## Text extract
Practicing Python Collections using Video Game sales data
Practicing Python Collections using Video Game sales data Data Science Project
Python Collections

Practicing Python Collections using Video Game sales data

Practice your basics of Data Analysis using just nesting and combining (for loops with if-else statements) using the dataset of Video Game Sales. Discover the best-selling video game platforms, popular games among 1990s teens, and dominant publishers using the Video Game Sales dataset. Dive into this exciting project to unleash your data analysis expertise!

Project Activities

All our Data Science projects include bite-sized activities to test your knowledge and practice in an environment with constant feedback.

All our activities include solutions with explanations on how they work and why we chose them.

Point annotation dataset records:
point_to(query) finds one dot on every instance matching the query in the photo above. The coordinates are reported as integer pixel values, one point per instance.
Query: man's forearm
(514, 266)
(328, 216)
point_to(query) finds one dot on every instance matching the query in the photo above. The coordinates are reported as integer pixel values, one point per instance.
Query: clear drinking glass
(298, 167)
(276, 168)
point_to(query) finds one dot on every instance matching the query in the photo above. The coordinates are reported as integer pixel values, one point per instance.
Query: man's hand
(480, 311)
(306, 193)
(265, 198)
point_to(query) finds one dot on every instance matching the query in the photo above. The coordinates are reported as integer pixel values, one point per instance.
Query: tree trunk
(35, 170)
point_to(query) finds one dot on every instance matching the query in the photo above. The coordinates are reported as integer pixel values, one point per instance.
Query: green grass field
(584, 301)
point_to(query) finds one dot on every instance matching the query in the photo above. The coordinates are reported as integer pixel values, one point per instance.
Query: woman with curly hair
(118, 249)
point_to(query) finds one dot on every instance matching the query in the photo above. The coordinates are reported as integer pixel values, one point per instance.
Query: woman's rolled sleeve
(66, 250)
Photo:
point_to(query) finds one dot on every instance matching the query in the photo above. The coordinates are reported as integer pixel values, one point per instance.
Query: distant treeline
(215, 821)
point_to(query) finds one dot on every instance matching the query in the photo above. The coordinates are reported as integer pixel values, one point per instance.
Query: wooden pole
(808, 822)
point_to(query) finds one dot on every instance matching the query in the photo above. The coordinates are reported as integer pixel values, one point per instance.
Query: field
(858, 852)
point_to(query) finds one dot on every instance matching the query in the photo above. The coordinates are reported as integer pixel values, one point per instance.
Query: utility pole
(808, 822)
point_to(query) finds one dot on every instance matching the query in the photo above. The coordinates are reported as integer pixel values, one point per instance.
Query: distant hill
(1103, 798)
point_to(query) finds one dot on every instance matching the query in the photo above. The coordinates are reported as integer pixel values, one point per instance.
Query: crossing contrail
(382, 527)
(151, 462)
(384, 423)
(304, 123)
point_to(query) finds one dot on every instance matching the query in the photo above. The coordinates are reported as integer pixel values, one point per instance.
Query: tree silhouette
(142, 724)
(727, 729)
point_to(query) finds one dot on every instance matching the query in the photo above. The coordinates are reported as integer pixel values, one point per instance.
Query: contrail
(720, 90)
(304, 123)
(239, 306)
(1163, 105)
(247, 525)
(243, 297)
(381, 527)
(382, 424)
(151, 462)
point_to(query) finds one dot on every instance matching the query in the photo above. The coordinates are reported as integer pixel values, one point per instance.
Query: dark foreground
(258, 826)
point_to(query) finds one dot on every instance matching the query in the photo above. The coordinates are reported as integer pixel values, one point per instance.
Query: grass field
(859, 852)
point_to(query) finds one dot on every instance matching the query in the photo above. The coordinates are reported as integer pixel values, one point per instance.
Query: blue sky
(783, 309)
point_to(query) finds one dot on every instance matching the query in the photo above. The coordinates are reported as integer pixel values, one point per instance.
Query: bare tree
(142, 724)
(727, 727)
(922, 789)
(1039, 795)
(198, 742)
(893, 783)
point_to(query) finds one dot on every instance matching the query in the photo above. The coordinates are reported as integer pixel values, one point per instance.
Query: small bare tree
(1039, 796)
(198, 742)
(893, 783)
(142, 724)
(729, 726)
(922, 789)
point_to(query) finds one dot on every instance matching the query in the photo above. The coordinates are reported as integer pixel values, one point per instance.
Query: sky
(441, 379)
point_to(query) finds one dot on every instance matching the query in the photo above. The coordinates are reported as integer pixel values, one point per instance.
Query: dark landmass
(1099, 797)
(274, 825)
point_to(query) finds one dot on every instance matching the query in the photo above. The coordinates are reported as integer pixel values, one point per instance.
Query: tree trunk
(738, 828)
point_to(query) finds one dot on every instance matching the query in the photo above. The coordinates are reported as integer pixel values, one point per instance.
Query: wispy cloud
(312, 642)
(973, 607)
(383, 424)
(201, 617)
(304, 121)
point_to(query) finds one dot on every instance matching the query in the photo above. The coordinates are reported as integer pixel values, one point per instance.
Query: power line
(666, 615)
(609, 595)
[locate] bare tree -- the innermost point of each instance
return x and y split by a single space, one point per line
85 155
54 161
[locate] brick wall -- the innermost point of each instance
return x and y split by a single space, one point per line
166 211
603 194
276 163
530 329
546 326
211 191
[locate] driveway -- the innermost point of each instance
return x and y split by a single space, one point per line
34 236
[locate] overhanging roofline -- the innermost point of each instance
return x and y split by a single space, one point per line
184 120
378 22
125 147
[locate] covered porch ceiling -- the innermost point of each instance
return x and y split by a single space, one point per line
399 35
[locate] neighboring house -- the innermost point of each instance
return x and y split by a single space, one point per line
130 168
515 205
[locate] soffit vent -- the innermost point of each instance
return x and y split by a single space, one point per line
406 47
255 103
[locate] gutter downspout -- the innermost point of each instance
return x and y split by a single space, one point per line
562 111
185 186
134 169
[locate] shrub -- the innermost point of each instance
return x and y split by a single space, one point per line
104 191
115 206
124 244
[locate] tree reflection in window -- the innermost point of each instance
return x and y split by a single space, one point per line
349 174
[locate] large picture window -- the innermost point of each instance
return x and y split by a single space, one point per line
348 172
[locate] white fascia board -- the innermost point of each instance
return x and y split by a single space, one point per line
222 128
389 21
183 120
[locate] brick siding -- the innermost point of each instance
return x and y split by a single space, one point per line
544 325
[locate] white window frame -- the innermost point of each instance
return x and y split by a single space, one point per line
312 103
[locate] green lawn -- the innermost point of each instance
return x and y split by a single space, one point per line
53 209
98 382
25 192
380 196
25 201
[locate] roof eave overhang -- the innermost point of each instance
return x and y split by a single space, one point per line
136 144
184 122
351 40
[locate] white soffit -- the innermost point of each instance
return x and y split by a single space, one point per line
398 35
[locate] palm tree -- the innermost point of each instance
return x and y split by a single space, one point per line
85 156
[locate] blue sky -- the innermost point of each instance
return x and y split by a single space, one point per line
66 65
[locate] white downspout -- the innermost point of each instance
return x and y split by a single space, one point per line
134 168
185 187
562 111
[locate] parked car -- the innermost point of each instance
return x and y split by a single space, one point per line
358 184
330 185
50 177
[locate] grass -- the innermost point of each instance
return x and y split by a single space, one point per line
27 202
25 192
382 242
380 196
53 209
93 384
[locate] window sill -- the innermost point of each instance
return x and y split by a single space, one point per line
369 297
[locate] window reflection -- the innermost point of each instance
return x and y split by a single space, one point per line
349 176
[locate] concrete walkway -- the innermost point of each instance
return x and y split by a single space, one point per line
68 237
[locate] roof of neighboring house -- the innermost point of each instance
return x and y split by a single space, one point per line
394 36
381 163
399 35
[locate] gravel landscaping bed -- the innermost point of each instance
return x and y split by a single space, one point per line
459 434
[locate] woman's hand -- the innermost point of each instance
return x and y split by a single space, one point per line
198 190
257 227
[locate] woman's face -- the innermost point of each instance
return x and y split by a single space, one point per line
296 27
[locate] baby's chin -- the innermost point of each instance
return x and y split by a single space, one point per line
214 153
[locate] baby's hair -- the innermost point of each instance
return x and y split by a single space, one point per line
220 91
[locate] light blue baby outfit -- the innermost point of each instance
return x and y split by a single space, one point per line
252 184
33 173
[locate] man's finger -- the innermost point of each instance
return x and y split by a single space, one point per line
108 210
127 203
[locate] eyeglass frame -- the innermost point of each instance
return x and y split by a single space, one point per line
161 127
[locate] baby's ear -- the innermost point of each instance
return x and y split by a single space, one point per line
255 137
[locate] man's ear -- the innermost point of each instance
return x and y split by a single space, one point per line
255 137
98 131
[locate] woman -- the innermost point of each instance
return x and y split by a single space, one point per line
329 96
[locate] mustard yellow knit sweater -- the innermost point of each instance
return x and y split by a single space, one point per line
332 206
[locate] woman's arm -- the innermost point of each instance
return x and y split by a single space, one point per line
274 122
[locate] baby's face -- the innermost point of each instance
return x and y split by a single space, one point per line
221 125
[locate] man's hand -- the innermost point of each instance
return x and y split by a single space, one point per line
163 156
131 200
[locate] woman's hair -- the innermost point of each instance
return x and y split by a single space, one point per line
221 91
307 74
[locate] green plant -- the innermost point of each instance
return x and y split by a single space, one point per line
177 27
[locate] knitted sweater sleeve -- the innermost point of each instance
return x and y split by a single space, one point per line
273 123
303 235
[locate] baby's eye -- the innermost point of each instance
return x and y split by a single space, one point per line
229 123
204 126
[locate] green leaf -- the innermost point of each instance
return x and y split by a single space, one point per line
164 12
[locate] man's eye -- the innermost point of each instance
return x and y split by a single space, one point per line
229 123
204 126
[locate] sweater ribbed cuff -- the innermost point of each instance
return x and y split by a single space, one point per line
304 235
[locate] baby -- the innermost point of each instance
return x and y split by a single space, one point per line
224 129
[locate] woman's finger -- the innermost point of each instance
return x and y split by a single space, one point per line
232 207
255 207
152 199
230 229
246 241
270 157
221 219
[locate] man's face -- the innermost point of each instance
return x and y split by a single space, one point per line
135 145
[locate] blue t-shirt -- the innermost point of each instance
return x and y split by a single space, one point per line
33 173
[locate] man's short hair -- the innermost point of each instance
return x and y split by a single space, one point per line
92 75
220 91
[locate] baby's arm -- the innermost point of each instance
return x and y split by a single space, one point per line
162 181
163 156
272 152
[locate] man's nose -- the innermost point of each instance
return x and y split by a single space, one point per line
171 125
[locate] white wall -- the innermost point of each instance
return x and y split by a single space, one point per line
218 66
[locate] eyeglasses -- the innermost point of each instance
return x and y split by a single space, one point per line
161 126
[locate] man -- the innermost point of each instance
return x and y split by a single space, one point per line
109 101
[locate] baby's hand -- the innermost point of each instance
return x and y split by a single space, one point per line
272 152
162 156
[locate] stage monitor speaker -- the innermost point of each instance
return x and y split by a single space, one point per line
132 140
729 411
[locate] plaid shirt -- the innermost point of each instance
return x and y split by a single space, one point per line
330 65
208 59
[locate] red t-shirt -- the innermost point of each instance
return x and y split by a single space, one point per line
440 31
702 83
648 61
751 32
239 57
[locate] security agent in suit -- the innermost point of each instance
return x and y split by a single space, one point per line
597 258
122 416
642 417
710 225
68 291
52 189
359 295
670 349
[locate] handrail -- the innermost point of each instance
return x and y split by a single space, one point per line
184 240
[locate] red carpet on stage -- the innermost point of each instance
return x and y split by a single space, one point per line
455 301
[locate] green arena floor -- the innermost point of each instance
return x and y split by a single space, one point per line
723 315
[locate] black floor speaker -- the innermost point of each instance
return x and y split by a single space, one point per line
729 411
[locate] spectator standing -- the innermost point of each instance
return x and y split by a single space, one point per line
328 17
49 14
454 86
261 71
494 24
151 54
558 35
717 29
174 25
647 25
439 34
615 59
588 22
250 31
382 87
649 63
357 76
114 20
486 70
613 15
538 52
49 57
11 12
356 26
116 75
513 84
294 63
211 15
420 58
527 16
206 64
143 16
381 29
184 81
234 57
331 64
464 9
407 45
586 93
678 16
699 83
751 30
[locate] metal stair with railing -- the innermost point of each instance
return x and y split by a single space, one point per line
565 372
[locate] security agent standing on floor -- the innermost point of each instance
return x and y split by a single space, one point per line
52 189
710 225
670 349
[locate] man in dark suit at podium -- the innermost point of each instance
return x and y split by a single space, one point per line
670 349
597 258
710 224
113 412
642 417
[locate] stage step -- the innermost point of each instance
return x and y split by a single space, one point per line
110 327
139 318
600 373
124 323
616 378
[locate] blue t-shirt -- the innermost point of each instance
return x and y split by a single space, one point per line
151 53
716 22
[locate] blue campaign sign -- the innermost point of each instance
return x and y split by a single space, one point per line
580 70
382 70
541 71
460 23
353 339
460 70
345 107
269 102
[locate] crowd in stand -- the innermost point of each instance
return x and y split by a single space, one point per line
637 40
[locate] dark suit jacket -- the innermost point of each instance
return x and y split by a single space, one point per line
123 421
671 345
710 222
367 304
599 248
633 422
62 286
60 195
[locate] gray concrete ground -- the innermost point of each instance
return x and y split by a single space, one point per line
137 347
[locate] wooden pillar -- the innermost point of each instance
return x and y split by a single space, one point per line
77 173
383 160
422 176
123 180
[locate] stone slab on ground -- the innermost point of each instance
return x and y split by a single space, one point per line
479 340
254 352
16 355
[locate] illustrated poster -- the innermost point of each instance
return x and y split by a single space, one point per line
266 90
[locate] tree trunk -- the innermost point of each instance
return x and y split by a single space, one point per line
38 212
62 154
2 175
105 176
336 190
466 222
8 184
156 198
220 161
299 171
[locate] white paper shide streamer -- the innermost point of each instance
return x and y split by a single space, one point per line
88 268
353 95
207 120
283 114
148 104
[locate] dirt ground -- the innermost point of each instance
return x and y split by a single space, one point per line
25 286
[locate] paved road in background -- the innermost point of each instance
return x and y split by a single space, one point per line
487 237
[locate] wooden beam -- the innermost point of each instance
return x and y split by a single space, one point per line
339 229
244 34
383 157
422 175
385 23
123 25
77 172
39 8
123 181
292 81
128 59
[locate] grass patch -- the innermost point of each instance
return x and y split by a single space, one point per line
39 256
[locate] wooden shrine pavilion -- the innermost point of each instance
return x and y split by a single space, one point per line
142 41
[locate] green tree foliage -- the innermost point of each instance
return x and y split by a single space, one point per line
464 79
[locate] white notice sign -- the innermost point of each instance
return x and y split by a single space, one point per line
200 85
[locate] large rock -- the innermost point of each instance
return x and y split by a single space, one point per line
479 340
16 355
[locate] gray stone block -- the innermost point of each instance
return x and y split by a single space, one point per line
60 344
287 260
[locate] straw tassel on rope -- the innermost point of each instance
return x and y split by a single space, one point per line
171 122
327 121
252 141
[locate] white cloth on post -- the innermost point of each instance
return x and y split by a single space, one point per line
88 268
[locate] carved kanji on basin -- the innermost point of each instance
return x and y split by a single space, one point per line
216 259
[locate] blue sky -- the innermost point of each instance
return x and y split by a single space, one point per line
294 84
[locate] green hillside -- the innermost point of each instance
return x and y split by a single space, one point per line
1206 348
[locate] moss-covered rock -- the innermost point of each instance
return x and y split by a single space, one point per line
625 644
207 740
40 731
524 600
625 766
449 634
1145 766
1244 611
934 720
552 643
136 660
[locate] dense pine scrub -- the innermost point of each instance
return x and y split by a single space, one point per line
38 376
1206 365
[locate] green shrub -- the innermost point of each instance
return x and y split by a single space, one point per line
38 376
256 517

## The tasks
1. From the Python Collections project description, extract the part that opens with the words containing "Project Activities" and closes with "we chose them.".
2. Answer these questions using the Python Collections project description.
(a) Which dataset does the project use?
(b) What constructs does the description name for practicing nesting and combining?
(c) Along with solutions, what do all the activities include?
3. Proceed with the Python Collections project description, picking up after its final sentence.

## Answers in order
1.
Project Activities

All our Data Science projects include bite-sized activities to test your knowledge and practice in an environment with constant feedback.

All our activities include solutions with explanations on how they work and why we chose them.

2.
(a) The Video Game Sales dataset.
(b) For loops with if-else statements.
(c) Explanations of how the solutions work and why they were chosen.

3.
input

Calculate the Total number of games published by `Nintendo`

Determine and input the aggregate number of games that Nintendo has published. This should be presented as an integer value.

Please note that you should count the games by their unique name, rather than by their rank.

input

Game with Highest Global Sales

Enter the name of a game with the highest global sales as a string.

input

Total number of games released in year 2012

Enter the total number of games released in year 2012 as an integer.

Count unique games by name and not by rank.

codevalidated

What are the top 10 best-selling video games globally, and their corresponding sales figures?

Create a dictionary top_10_games with the name of the game as key and the global sales as value.

If there are multiple games with the same name, then the game with the highest global sales should be considered.

Example expected output:

{'Wii Sports': 82.74,
 'Super Mario Bros.': 40.24,
 'Mario Kart Wii': 35.82,
 'Wii Sports Resort': 33.0,
  ...
}
input

What is the minimum value of the `global_sales` and which `platform` sold such low sales

Your input should be formatted as platform: global_sales e.g Duck Hunt: 28.31.

There is a space after the colon.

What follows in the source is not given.